Requirement> What you return must match the records exactly, line for line.

Records for the task>
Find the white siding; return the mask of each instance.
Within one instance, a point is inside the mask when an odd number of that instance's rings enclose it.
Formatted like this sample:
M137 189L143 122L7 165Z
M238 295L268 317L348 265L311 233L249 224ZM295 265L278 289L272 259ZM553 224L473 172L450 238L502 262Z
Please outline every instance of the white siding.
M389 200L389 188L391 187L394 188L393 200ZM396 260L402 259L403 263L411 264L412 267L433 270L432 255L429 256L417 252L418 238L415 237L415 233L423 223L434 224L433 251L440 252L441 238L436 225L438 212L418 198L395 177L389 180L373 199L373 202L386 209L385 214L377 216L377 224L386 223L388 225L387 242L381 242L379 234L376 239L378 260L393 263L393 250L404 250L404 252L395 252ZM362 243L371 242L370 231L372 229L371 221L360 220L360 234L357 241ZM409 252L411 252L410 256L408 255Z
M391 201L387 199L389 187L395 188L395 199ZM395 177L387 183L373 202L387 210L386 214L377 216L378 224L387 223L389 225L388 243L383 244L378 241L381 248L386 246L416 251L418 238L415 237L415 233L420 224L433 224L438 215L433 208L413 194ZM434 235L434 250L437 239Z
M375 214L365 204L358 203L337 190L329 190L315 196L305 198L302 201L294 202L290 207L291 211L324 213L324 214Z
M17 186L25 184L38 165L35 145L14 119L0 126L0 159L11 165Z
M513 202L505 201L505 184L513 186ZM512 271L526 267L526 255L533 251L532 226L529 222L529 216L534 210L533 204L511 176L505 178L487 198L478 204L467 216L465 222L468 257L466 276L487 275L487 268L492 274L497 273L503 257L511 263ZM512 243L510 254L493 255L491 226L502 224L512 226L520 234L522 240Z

Exercise solution>
Find the white siding; return the mask of each instance.
Within one instance, a point is inside the mask when an odd number of that instance's rings enclose it.
Formatted like this sample:
M137 189L143 122L7 165Z
M238 295L268 317L348 265L311 233L249 224ZM295 265L278 289L272 259ZM553 224L473 172L450 238L502 262Z
Please outline every instance of the white siding.
M389 200L389 188L391 187L394 188L393 200ZM396 260L402 259L403 263L411 264L412 267L433 270L432 255L429 256L417 252L418 238L415 237L415 233L423 223L434 224L433 251L440 252L441 238L436 225L438 212L418 198L395 177L389 180L373 199L373 202L386 209L385 214L377 216L377 224L386 223L388 225L387 242L381 242L379 234L376 239L378 260L393 263L393 250L404 250L404 252L395 252ZM362 243L371 242L370 231L372 229L371 221L360 220L360 234L357 241ZM409 252L411 252L410 256L408 255Z
M391 201L387 199L389 187L395 188L395 199ZM395 177L387 183L373 202L387 210L386 214L377 216L378 224L387 223L389 225L388 243L383 244L378 241L381 248L386 246L416 251L418 238L415 237L415 233L420 224L433 224L438 215L433 208L413 194ZM434 235L434 250L437 239Z
M375 214L365 204L358 203L337 190L329 190L315 196L305 198L302 201L294 202L290 207L291 211L324 213L324 214Z
M17 186L25 184L38 165L35 145L14 119L0 126L0 159L11 165Z
M513 202L505 201L505 184L513 186ZM512 271L526 267L526 255L533 251L532 226L529 222L529 216L534 210L533 204L511 176L505 178L487 198L478 204L467 216L465 222L468 257L466 276L487 275L487 268L492 274L497 273L503 257L511 263ZM512 243L510 254L493 255L491 226L502 224L512 226L520 234L522 240Z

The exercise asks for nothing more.